Source extract ▸
☆ ☆ ☆ ☆ ☆ ☆ ☆

Re: multiple splits fails

Ted Yu Sun, 03 Apr 2016 10:07:06 -0700

Mich:
See the following method of DStream:

   * Print the first num elements of each RDD generated in this DStream.
This is an output
   * operator, so this DStream will be registered as an output stream and
there materialized.
   */
  def print(num: Int): Unit = ssc.withScope {


On Sun, Apr 3, 2016 at 9:32 AM, Mich Talebzadeh <mich.talebza...@gmail.com>
wrote:

> However this works. I am checking the logic to see if it does what I asked
> it to do
>
> val v = lines.filter(_.contains("ASE 15")).filter(_ contains("UPDATE INDEX
> STATISTICS")).flatMap(line => line.split("\n,")).map(word => (word,
> 1)).reduceByKey(_ + _).print
>
> scala> ssc.start()
>
> scala> -------------------------------------------
> Time: 1459701925000 ms
> -------------------------------------------
> (* Check that you have run UPDATE INDEX STATISTICS on all ASE 15
> databases,27)
> (o You can try UPDATE INDEX STATISTICS WITH SAMPLING in ASE 15 OR,27)
> (Once databases are loaded to ASE 15, then you will need to maintain them
> the way you maintain your PROD. For example run UPDATE INDEX STATISTICS and
> REORG COMPACT as necessary. One of the frequent mistakes that people do is
> NOT pruning data from daily log tables in ASE 15 etc as they do it in PROD.
> This normally results in slower performance on ASE 15 databases as test
> cycles continue. Use MDA readings to measure daily DML activities on ASE 15
> tables and compare them with those of PROD. A 24 hour cycle measurement
> should be good. If you notice that certain tables have different DML hits
> (insert/update/delete) compared to PROD you will know that either ASE 15 is
> not doing everything in terms of batch activity (some jobs are missing), or
> there is something inconsistent somewhere. ,27)
> (* Make sure that you have enough tempdb system segment space for UPDATE
> INDEX STATISTICS. It is always advisable to gauge the tempdb size required
> in ASE 15 QA and expand the tempdb database in production accordingly. The
> last thing you want is to blow up tempdb over the migration weekend.,27)
> (o In ASE 15 you can subdivide the task by running parallel UPDATE INDEX
> STATISTICS on different tables in the same database at the same time. Watch
> tempdb segment growth though! OR,27)
>
>
>
> Dr Mich Talebzadeh
>
>
>
> LinkedIn * 
> https://www.linkedin.com/profile/view?id=AAEAAAAWh2gBxianrbJd6zP6AcPCCdOABUrV8Pw
> <https://www.linkedin.com/profile/view?id=AAEAAAAWh2gBxianrbJd6zP6AcPCCdOABUrV8Pw>*
>
>
>
> http://talebzadehmich.wordpress.com
>
>
>
> On 3 April 2016 at 17:06, Mich Talebzadeh <mich.talebza...@gmail.com>
> wrote:
>
>> Thanks Ted
>>
>> This works
>>
>> scala> val messages = KafkaUtils.createDirectStream[String, String,
>> StringDecoder, StringDecoder](ssc, kafkaParams, topic)

☆ ☆ ☆ ☆ ☆ ☆ ☆

Supplied information ▸

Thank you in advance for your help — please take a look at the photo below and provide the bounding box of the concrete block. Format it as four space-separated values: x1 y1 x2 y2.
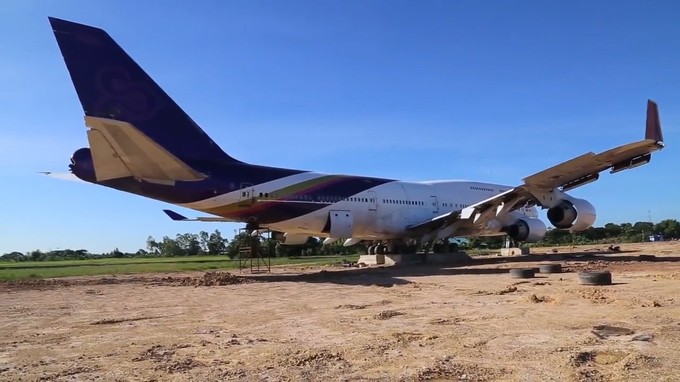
425 252 470 264
501 247 529 256
385 253 425 265
357 255 385 265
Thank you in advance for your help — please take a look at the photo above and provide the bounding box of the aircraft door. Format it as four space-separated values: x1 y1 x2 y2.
430 196 439 214
238 183 255 207
328 210 354 239
367 191 378 211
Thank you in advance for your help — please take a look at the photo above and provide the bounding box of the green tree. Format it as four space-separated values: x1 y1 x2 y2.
653 219 680 239
206 230 229 255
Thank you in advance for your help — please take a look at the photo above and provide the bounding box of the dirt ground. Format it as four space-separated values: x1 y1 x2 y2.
0 242 680 381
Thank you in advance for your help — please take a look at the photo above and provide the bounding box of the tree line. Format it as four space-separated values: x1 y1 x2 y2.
0 230 363 261
0 219 680 261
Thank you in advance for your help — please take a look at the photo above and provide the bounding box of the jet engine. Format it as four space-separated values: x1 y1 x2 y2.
281 233 309 245
548 198 597 232
504 217 546 243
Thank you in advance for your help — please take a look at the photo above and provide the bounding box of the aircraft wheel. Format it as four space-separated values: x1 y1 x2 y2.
510 268 536 279
578 271 612 285
538 264 562 273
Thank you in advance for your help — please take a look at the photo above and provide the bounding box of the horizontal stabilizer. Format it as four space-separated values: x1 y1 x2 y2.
163 210 233 222
85 117 205 184
39 171 87 183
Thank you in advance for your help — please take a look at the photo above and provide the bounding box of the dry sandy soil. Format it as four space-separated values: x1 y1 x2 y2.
0 243 680 381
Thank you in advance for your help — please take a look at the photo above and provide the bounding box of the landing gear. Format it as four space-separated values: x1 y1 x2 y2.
366 244 390 255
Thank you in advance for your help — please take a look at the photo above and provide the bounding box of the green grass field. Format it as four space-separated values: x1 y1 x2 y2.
0 255 358 281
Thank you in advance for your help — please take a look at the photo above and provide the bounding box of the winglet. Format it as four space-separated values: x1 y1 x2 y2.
163 210 189 221
645 99 663 143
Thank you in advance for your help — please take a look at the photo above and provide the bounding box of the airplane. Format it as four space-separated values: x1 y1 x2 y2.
49 17 664 254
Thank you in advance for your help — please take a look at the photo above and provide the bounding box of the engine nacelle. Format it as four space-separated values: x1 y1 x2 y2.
504 217 547 243
281 233 309 245
548 198 597 232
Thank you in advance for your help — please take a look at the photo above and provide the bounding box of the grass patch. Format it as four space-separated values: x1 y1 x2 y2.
0 256 359 281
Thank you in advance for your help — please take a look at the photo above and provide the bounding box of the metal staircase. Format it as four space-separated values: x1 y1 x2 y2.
238 228 272 273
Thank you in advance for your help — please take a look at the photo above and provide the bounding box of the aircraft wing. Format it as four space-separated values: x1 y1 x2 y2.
409 100 664 236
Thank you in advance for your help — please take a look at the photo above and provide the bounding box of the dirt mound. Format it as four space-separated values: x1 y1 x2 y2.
156 272 253 287
415 356 506 382
284 350 350 368
0 271 254 294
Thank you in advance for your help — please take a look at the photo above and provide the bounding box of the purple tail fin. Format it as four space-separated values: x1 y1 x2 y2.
49 17 238 163
645 99 663 142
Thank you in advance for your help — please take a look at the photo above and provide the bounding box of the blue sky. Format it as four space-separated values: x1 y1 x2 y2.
0 0 680 253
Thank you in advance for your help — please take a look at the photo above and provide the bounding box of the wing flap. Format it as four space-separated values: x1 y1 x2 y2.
408 100 664 235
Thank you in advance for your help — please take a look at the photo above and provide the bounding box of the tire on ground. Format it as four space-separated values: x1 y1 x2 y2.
538 264 562 273
578 271 612 285
510 268 536 279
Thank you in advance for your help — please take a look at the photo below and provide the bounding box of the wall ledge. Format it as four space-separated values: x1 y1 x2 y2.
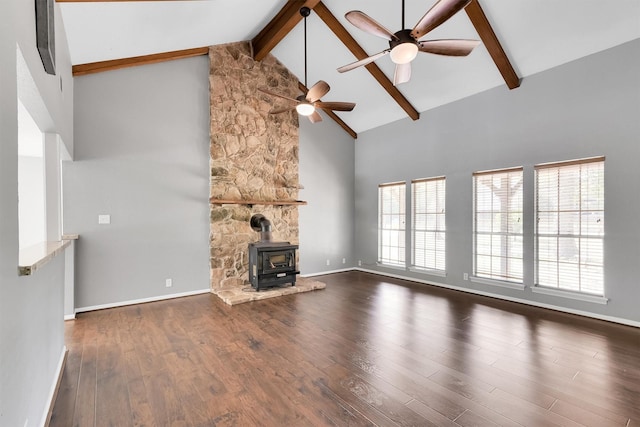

☆ ☆ ☆ ☆ ☆ ☆ ☆

What you need to do ▸ Continue the mailing-list thread about multiple Spark Streaming splits, starting right after its last line.

In response ▸
>> messages: org.apache.spark.streaming.dstream.InputDStream[(String,
>> String)] = org.apache.spark.streaming.kafka.DirectKafkaInputDStream@3bfc0063
>>
>> scala> // Get the lines
>> scala> val lines = messages.map(_._2)
>> lines: org.apache.spark.streaming.dstream.DStream[String] =
>> org.apache.spark.streaming.dstream.MappedDStream@1e4afd64
>>
>> scala> val v = lines.filter(_.contains("ASE 15")).filter(_
>> contains("UPDATE INDEX STATISTICS")).flatMap(line =>
>> line.split("\n,")).map(word => (word, 1)).reduceByKey(_ + _)
>> v: org.apache.spark.streaming.dstream.DStream[(String, Int)] =
>> org.apache.spark.streaming.dstream.ShuffledDStream@5aa09d
>>
>> However, this fails
>>
>> scala> val v = lines.filter(_.contains("ASE 15")).filter(_
>> contains("UPDATE INDEX STATISTICS")).flatMap(line =>
>> line.split("\n,")).map(word => (word, 1)).reduceByKey(_ +
>> _).collect.foreach(println)
>> <console>:43: error: value collect is not a member of
>> org.apache.spark.streaming.dstream.DStream[(String, Int)]
>>          val v = lines.filter(_.contains("ASE 15")).filter(_
>> contains("UPDATE INDEX STATISTICS")).flatMap(line =>
>> line.split("\n,")).map(word => (word, 1)).reduceByKey(_ +
>> _).collect.foreach(println)
>>
>>
>> Dr Mich Talebzadeh
>>
>>
>>
>> LinkedIn * 
>> https://www.linkedin.com/profile/view?id=AAEAAAAWh2gBxianrbJd6zP6AcPCCdOABUrV8Pw
>> <https://www.linkedin.com/profile/view?id=AAEAAAAWh2gBxianrbJd6zP6AcPCCdOABUrV8Pw>*
>>
>>
>>
>> http://talebzadehmich.wordpress.com
>>
>>
>>
>> On 3 April 2016 at 16:01, Ted Yu <yuzhih...@gmail.com> wrote:
>>
>>> bq. is not a member of (String, String)
>>>
>>> As shown above, contains shouldn't be applied directly on a tuple.
>>>
>>> Choose the element of the tuple and then apply contains on it.
>>>
>>> On Sun, Apr 3, 2016 at 7:54 AM, Mich Talebzadeh <
>>> mich.talebza...@gmail.com> wrote:
>>>
>>>> Thank you gents.
>>>>
>>>> That should "\n" as carriage return
>>>>
>>>> OK I am using spark streaming to analyse the message
>>>>
>>>> It does the streaming
>>>>
>>>> import _root_.kafka.serializer.StringDecoder
>>>> import org.apache.spark.SparkConf
>>>> import org.apache.spark.streaming._
>>>> import org.apache.spark.streaming.kafka.KafkaUtils
>>>> //
>>>> scala> val sparkConf = new SparkConf().
>>>>      |              setAppName("StreamTest").
>>>>      |              setMaster("local[12]").
>>>>      |              set("spark.driver.allowMultipleContexts", "true").
>>>>      |              set("spark.hadoop.validateOutputSpecs", "false")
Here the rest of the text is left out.